> Exercise
Output the entries word for word. Omit images.

========================================================================

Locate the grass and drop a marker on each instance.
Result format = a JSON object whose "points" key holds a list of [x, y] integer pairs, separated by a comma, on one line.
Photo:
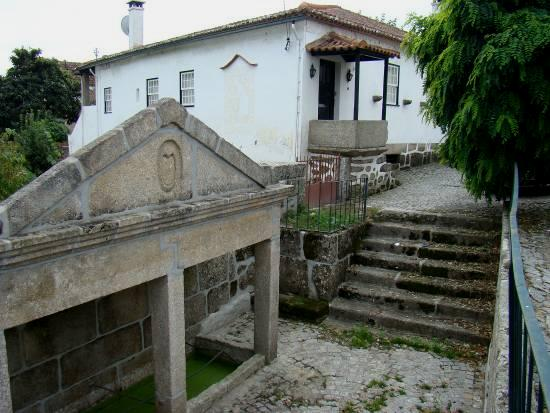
{"points": [[198, 380], [324, 219], [363, 337]]}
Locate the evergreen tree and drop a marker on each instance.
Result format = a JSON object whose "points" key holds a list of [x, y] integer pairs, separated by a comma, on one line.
{"points": [[486, 68]]}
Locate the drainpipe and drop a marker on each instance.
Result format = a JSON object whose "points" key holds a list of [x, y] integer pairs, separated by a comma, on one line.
{"points": [[297, 144]]}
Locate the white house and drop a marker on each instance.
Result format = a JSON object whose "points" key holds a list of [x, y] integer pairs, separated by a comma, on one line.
{"points": [[260, 82]]}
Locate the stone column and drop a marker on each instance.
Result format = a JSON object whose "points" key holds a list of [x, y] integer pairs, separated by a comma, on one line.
{"points": [[266, 301], [168, 331], [5, 392]]}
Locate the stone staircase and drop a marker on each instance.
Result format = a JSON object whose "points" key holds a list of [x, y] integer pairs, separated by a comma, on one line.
{"points": [[425, 274]]}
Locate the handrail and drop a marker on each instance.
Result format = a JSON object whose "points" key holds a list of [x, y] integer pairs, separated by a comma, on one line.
{"points": [[524, 330]]}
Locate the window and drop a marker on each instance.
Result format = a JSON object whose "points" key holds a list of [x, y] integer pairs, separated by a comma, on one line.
{"points": [[152, 91], [393, 85], [187, 88], [108, 99]]}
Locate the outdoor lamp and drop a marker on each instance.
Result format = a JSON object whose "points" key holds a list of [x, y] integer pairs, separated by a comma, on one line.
{"points": [[312, 71]]}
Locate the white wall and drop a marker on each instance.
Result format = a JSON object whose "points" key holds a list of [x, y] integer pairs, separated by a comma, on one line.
{"points": [[252, 107]]}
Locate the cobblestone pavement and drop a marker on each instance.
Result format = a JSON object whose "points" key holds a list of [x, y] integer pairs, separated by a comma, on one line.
{"points": [[534, 231], [313, 373], [432, 187]]}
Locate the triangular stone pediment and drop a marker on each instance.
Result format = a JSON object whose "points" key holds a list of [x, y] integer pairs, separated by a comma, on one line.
{"points": [[161, 155]]}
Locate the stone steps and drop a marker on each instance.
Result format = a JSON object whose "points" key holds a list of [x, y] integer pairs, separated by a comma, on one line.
{"points": [[427, 249], [454, 221], [421, 284], [437, 234], [382, 316], [418, 303], [424, 266]]}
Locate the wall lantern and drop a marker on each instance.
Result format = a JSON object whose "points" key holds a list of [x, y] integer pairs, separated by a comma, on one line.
{"points": [[312, 71]]}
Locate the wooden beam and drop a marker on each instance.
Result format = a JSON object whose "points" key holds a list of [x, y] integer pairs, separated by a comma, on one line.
{"points": [[385, 89], [356, 92]]}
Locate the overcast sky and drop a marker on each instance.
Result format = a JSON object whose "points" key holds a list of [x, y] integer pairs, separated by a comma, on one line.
{"points": [[72, 29]]}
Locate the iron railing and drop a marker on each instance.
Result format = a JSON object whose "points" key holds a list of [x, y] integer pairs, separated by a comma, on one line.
{"points": [[529, 368], [325, 206]]}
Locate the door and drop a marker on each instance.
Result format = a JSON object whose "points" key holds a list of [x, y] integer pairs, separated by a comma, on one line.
{"points": [[327, 71]]}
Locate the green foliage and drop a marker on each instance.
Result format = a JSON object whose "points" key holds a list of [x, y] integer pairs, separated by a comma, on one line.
{"points": [[38, 139], [36, 84], [13, 171], [485, 66]]}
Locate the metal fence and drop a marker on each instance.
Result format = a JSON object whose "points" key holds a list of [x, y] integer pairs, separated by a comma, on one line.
{"points": [[325, 206], [529, 368]]}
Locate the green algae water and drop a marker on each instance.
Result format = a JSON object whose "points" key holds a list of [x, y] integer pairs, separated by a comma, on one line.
{"points": [[140, 398]]}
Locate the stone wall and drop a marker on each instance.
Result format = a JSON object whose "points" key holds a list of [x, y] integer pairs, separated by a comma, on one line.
{"points": [[382, 175], [107, 342], [409, 155], [314, 264], [496, 371]]}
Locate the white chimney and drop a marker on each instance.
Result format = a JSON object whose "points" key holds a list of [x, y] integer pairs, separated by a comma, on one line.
{"points": [[135, 23]]}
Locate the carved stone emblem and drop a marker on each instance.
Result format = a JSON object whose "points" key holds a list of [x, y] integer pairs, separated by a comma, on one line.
{"points": [[169, 165]]}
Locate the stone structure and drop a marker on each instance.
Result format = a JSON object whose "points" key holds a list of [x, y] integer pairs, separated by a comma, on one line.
{"points": [[129, 219], [382, 175], [314, 264]]}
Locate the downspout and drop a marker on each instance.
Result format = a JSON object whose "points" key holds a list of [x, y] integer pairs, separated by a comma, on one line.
{"points": [[297, 143]]}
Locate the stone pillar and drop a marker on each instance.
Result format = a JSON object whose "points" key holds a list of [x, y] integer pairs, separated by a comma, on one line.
{"points": [[266, 301], [168, 332], [5, 392]]}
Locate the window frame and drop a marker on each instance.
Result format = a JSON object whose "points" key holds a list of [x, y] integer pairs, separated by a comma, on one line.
{"points": [[110, 88], [147, 91], [397, 86], [181, 89]]}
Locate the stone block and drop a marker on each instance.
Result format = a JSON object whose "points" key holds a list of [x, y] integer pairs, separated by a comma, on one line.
{"points": [[136, 368], [13, 348], [34, 384], [101, 152], [243, 163], [195, 309], [90, 359], [321, 247], [156, 173], [147, 338], [190, 281], [217, 297], [416, 158], [50, 187], [213, 272], [140, 126], [291, 243], [201, 132], [59, 332], [293, 276], [215, 175], [171, 112], [327, 278], [123, 308], [83, 395], [69, 209], [244, 253]]}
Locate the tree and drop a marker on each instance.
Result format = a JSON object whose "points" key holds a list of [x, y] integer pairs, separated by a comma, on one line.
{"points": [[485, 66], [36, 84], [38, 137], [13, 171]]}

========================================================================

> Solution to this exercise
Locate the grass and drop a marker on each instance.
Result format = a JSON object whose "points" key holds a list of [x, y] integer pairs, separated by a comma, on one line.
Photo:
{"points": [[198, 380], [324, 219], [363, 337]]}
Locate the evergreen tree and drop a marker on each instance.
Result format = a JSON object whose "points" key holds a list of [x, y] integer pairs, separated by a comma, on one line.
{"points": [[486, 68]]}
Locate the drainpipe and drop a marker on each instance.
Result format = a JSON object whose "points" key holds a list of [x, y] integer pairs, separated by a comma, on one line.
{"points": [[297, 144]]}
Locate the white house and drop a marker on each instance.
Result format = a JSON object whose "points" key holds a list of [x, y] integer pairs, separated by a comma, on one line.
{"points": [[260, 82]]}
Locate the stone column and drop a marker on each instance.
Result format = a JSON object whose "points" key holds a list of [x, y] integer pairs, separated by a comma, on one line.
{"points": [[266, 301], [168, 331], [5, 392]]}
Locate the stone staircase and drop a marker on each instance.
Result format = a JSON object whose "points" key holds a list of [x, y] integer pairs, separated by a comma, on one line.
{"points": [[425, 274]]}
Locate the handrail and drop a marker on each instance.
Result format = a JSON object whose "points" key holds a list of [x, y] integer pairs, separated by a comma, on one line.
{"points": [[524, 330]]}
Locate the window and drop a marker on each instance.
Result format = a JSON object whose "points" key holds a list of [x, y] integer pairs, separated by a comma, on one line.
{"points": [[152, 91], [393, 85], [187, 88], [108, 99]]}
Locate the outdoor lamp and drop a marker on each instance.
Result format = a JSON object whose "points" key holds a list of [x, y] integer pairs, separated by a comma, on one line.
{"points": [[312, 71]]}
Locate the white wall and drop a marker on each instance.
Result format = a JSON object whose "points" key holds a list of [x, y] integer pairs, separated by a comma, on one line.
{"points": [[252, 107]]}
Locate the cobblestone pavement and drop a marker on each instance.
Result format = a JSON object whose "points" key holds a list of [x, y] integer pairs, separated by a comma, on one line.
{"points": [[534, 231], [313, 373], [432, 187]]}
Locate the triangular stone pediment and drop a marker on each instance.
Result format = a JSON object whose "points" key holds a list of [x, y] integer pairs, separated by a comma, on one line.
{"points": [[161, 155]]}
Locate the stone steps and drop a marker on each instance.
Result format = a JSON object whose "points" key holds a list of [x, y] integer pairs, separated by a comma, on one line.
{"points": [[427, 249], [454, 221], [421, 284], [437, 234], [382, 316], [418, 303], [424, 266]]}
Locate the wall lantern and drop a marker on each instance.
Result format = a JSON object whose "points" key holds a list of [x, y] integer pairs, separated by a comma, on one line.
{"points": [[312, 71]]}
Locate the wooden beam and drop a marker on each instance.
Result format = a JSON object whose "points" key holds a list of [x, y] integer pairs, separated by a comma, on one line.
{"points": [[385, 89], [356, 92]]}
Locate the overcast sky and drop a marker on each instance.
Result format = a JSON object whose "points" key holds a list of [x, y] integer pairs, separated by a comma, on one line.
{"points": [[72, 29]]}
Locate the iron railing and drop a marker on each instance.
Result format = a JSON object whose "points" key holds a list of [x, y] integer pairs, separated by a comma, on one line.
{"points": [[529, 368], [325, 206]]}
Locate the door and drop a marker on each instance.
Result format = a JSON object whose "points" key holds a list of [x, y] integer pairs, separated by a comma, on one line.
{"points": [[327, 71]]}
Locate the green foliage and drop a marker on each instance.
Result format = a JSON object whose "points" key holds a list of [x, y] integer pairs, separated by a comma, on one line.
{"points": [[38, 139], [36, 84], [13, 171], [485, 66]]}
Locate the metal fence and drop a marker on each instance.
Result format = a JSON object whose "points" key holds a list of [x, y] integer pairs, separated by a comma, on one line.
{"points": [[325, 206], [529, 368]]}
Locate the green algae water and drop a marker on each instance.
Result format = a JSON object whose "points" key holds a list of [x, y] integer pairs, separated by a comma, on one line.
{"points": [[140, 398]]}
Locate the stone wall and drop a marker on each instance.
Result format = a JSON object whose "points" key holds a list of [x, y] integer pairs, separated by a comma, on one line.
{"points": [[382, 175], [107, 342], [409, 155], [314, 264], [496, 371]]}
Locate the white chimney and drop a marker on each instance.
Result format = a JSON object whose "points" key holds a list of [x, y] integer pairs, separated by a comma, on one line.
{"points": [[135, 23]]}
Locate the carved stone emblem and drop a marker on each instance.
Result format = a JSON object whose "points" key holds a list of [x, y] integer pairs, separated by a comma, on one line.
{"points": [[169, 165]]}
Locate the stone structure and drop a marker on each instance.
Result format = a JSON object whose "points" key holds a list of [x, y] integer pairs, separated by a comma, on one line.
{"points": [[129, 219], [382, 175], [314, 264]]}
Locate the downspout and drop a marker on each instance.
Result format = a JSON object whose "points" key holds a list of [x, y] integer pairs, separated by a comma, on one line.
{"points": [[297, 143]]}
Locate the stone pillar and drop a marker on each instance.
Result format = a JSON object whose "points" key holds a list of [x, y] integer pairs, separated by a comma, on one line.
{"points": [[266, 301], [168, 332], [5, 392]]}
Locate the window frame and drop a marker on each instance.
Result format = a JSON object whose "points" key holds a list of [x, y] integer pairs, separated by a comma, on one line.
{"points": [[110, 88], [147, 91], [397, 86], [181, 89]]}
Locate the stone block and drop a marker on each instance.
Result format = a JSON object whose "points" key holds a list of [x, y] integer pairs, separated by a comma, on one line.
{"points": [[136, 368], [13, 348], [34, 384], [101, 152], [243, 163], [195, 309], [90, 359], [321, 247], [156, 173], [147, 338], [190, 281], [217, 297], [416, 158], [50, 187], [213, 272], [140, 126], [291, 243], [201, 132], [59, 332], [293, 276], [215, 175], [171, 112], [327, 278], [123, 308], [83, 395], [69, 209], [244, 253]]}
Locate the tree and drop a marker on each instance.
Result format = a JSON object whose "points" key holds a list of [x, y] integer pairs, separated by a comma, on one line.
{"points": [[485, 66], [36, 84], [38, 137], [13, 171]]}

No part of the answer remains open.